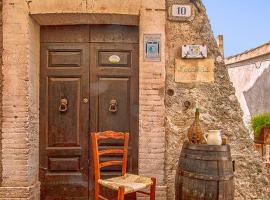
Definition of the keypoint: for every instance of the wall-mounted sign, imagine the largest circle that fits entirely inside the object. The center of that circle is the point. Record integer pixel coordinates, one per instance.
(194, 51)
(194, 71)
(152, 47)
(181, 10)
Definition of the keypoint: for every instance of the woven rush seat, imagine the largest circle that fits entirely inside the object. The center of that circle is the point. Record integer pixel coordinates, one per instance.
(130, 182)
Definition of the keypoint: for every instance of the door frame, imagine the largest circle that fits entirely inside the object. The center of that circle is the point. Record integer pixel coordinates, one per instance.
(48, 39)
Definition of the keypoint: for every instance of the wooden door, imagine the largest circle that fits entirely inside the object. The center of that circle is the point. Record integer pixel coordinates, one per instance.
(64, 120)
(82, 66)
(114, 96)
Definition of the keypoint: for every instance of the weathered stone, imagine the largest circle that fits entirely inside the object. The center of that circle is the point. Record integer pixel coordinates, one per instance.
(219, 109)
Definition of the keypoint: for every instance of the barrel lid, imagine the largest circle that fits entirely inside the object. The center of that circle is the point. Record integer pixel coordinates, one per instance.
(206, 147)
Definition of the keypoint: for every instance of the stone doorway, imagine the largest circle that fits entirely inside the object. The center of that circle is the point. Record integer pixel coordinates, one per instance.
(83, 69)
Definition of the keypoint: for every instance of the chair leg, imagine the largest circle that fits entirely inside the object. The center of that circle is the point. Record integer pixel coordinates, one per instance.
(121, 193)
(153, 189)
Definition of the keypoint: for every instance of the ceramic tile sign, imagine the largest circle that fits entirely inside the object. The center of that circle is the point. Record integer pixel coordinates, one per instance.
(181, 12)
(152, 47)
(194, 71)
(194, 51)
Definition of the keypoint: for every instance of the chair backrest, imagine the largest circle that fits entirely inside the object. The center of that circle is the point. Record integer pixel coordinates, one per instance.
(96, 137)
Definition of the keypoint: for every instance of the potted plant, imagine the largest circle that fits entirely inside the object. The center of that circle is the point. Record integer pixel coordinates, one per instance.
(261, 128)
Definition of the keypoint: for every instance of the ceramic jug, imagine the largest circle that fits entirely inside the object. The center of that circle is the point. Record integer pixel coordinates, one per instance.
(213, 137)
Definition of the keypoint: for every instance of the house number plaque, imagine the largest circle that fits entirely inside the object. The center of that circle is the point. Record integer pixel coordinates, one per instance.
(181, 10)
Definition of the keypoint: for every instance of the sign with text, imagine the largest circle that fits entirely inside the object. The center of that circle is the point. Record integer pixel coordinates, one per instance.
(194, 51)
(194, 71)
(181, 10)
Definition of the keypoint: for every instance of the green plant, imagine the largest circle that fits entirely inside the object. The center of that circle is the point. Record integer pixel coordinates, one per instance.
(258, 122)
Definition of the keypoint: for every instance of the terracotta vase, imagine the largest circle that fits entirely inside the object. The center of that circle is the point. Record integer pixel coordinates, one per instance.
(264, 137)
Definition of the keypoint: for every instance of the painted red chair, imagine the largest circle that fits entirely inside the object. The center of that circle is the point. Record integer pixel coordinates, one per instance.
(127, 183)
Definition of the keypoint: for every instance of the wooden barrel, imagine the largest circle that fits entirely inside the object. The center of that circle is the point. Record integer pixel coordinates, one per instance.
(205, 172)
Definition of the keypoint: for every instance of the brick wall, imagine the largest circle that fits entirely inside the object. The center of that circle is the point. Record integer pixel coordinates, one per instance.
(152, 108)
(19, 143)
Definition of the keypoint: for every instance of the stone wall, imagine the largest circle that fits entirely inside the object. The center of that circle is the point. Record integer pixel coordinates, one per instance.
(249, 71)
(219, 108)
(20, 113)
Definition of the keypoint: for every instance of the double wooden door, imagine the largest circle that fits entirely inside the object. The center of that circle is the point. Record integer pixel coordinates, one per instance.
(88, 82)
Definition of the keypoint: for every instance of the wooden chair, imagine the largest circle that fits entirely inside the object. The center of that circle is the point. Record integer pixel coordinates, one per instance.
(125, 184)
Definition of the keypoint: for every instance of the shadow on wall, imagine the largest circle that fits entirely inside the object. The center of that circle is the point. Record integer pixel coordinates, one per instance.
(258, 96)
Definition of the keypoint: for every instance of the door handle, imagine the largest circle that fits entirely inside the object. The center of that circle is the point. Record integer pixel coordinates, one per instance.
(63, 107)
(113, 106)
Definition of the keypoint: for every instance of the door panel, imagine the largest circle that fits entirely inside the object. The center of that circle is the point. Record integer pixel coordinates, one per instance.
(81, 66)
(118, 82)
(64, 120)
(114, 89)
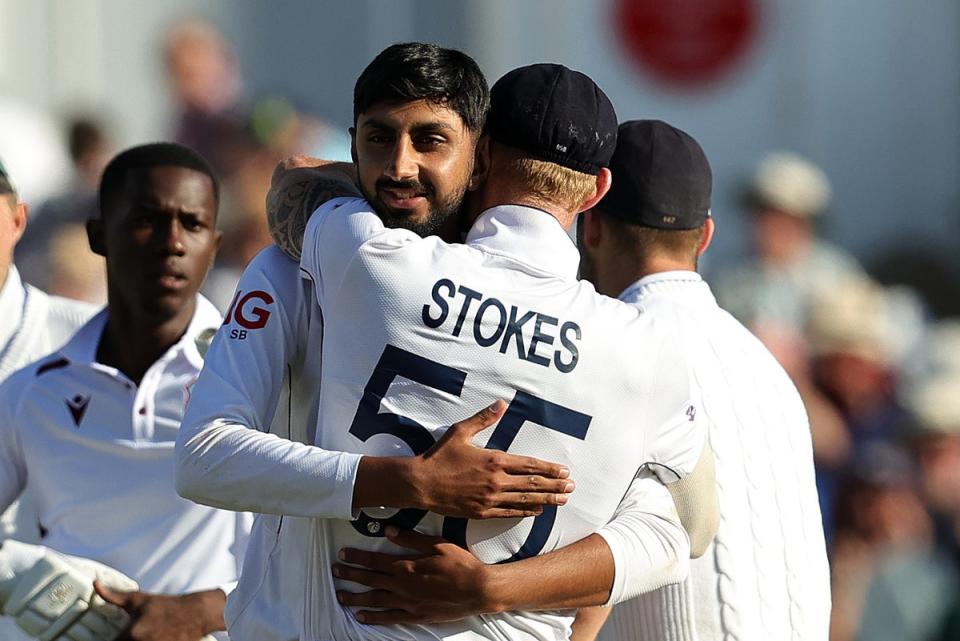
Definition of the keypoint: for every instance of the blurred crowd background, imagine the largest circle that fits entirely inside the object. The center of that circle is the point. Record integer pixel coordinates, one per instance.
(834, 133)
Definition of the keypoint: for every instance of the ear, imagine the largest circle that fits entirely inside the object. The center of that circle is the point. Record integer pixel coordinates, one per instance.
(20, 212)
(353, 144)
(708, 230)
(591, 228)
(481, 164)
(95, 236)
(604, 181)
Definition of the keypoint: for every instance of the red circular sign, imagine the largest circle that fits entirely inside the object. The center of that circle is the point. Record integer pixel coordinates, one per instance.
(686, 42)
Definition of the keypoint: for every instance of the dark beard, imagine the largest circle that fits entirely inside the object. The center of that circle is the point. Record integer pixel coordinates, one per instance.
(440, 211)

What you need to do: Return the data exactly as it stands, minus the pictures.

Response to this exercise:
Definition of the keypoint: for every instance of the wall-mounted sign, imagine the largest circle that fits entirely inside the object. The center of that circle is the point. Record integer pixel coordinates, one per instance.
(194, 51)
(194, 71)
(152, 47)
(181, 10)
Definition of the keypoint: for every instance of the woven rush seat, imagine the largest circle that fits entirely inside the object. The center of that circle is the point. Record integer pixel coordinates, one per instance.
(130, 182)
Definition of the keypoint: for every instance of the door frame, imagine the largest circle that fits entirely inside the object. The center of that circle is the point. Record integer pixel coordinates, one per instance.
(48, 39)
Definition of the keypoint: for every instance of the wooden door, imagine the largest circle that fits entirely inside the object. The center of that circle is the point. Record integer pixel coordinates, one per instance.
(64, 120)
(82, 66)
(114, 96)
Definition of the keypoint: for every instance of the weathered stone, imagine the largest circle that fits entirely inside the object. The center of that circle is the point. Record integer pixel coordinates, one per instance.
(219, 109)
Definition of the keypoint: for every instance of the barrel lid, imagine the largest circle that fits entirely inside the object. The center of that circle is the point. Record integer pixel coordinates, one per instance.
(206, 147)
Definition of the keypoint: for every instance of the stone doorway, imagine the largest circle that fits entirely inside the object. The center of that circle is the point. Record integer pixel coordinates, one per instance.
(83, 69)
Definition of the keypoint: for every instance of the chair leg, imagine the largest circle that fits entirely inside the object. The center of that circle is the point. Record integer pixel coordinates, one per instance.
(121, 193)
(153, 189)
Definition of the keypoint: for every instance of the ceramic tile sign, imagine the largest circle that fits entirely inside the object. The center of that circle is the point. Record integer pixel coordinates, one per instance.
(181, 12)
(152, 47)
(194, 71)
(194, 51)
Definition of the keypoint: for every instance of the chair backrest, imagine the largest circle that fits entirely inside the object. The center of that circle is the point. Record integer pixel coordinates, one per instance.
(96, 137)
Definition of the keypoint: for every instance of the potted plant, imagine the largest circle that fits entirely inside the object. The center of that circle is the point. Record integer pixel coordinates, one per instance.
(261, 128)
Definition of the keypoint: for every instance of the ceramic jug, imagine the largest circle that fits entirely inside the object. The center of that circle is the point. Record integer pixel coordinates, one per instance.
(213, 137)
Definition of the keypoint: for every instance of the house number plaque, imagine the largest circle that fits entirely inside the object. The center of that circle is the point. Record integer pixel coordinates, one per instance.
(181, 10)
Definition of the keypoint: for every instance of the sign with text, imagine the largest circle that fits entirely inside the object. The center of that circle is the point. Record integer pixel coordinates, one per instance.
(194, 51)
(194, 71)
(181, 10)
Definition of the keypoint: for every instance of the green plant, imagine the largest circle that fits entirely inside the object. The center of that circle is the point. Record integer pixel coordinates, one per instance.
(258, 122)
Definition of the keypoint: for every instance of the terracotta vase, imagine the largest circle that fits entirely inside the object. The center of that circle is the point. Record integer pixel coordinates, one per instance.
(264, 137)
Definition of the keypoint: for every instance of the painted red chair, imagine the largest circle that fits entirely inside the object. The center of that circle is the point. Record integer pixel coordinates, one per instance.
(127, 183)
Definition of the keypoint: for every instance of the wooden barrel, imagine the largest circle that fits entirely inside the object. The center of that circle is the point. Record integer pixel coordinates, one per instance.
(205, 172)
Definition of the keypoint: for every instance of the brick wall, imagine the largest circle that fits entirely inside the object. The center of that circle is the point. Record integer pixel coordinates, one per instance.
(152, 108)
(19, 143)
Definition of the keypoint: for every instance of the stone wall, imagine the largest circle that fits entirely inside the object. The center of that circle is the point. Record integer pixel coordinates, one per instance.
(249, 71)
(219, 108)
(20, 113)
Definition of the keypoint: for every instance of the double wooden door, imagine the largest circle that fits entirely inside the object. The center of that circle is the point. Record integer pixel coordinates, one per instance.
(88, 82)
Definition of the keypoint: for every instance of the wooden chair, imagine the largest circle that fits entirely inside the object. The center of that circle is the point. Record integer pixel coordinates, one per instance.
(125, 184)
Definition of the keypoint: for every instance of the shadow on wall, imagine the largest circle that fits entirely inside the object. The center of that circle is the point. Record integer pixel coordinates, one per instance.
(258, 96)
Definition of the keypoint: for every instance of the door handle, imagine the largest circle that fits entirely inside the object. The center of that circle is the point. Record integer pixel coordinates, one per instance.
(63, 107)
(113, 106)
Definition of the keypoint: for every instance of the door panel, imagine the largest circle that fits entirely inside the object. The center of that circle is the point. Record integer pixel coordinates, one per instance.
(81, 66)
(118, 82)
(64, 120)
(114, 89)
Definition of the keypoint: for every instance of the blurred crowd background, imagine the largest circle that fits entirely inside the object. The center of that circle is the point. Record integer pixel coordinates, one per instance.
(834, 133)
Definition of the keypoint: for every instance of the ear, imagine the largest circle that fits entirely inside the object. The center of that circle is the point. Record integer pixel coordinates, one per instance.
(20, 212)
(353, 144)
(708, 230)
(591, 228)
(481, 164)
(95, 236)
(604, 181)
Definition of the keypoint: for every instance of the red circular sign, imagine the largest circle that fits entirely inside the object. The center of that circle is the point. Record integer pixel coordinates, one per instance.
(686, 42)
Definition of the keypoint: for every instance of the dark beard, imagine the largest circle that fits entirely inside the object. The center of that circle is the point. Record integer pixel coordinates, one per instance.
(440, 211)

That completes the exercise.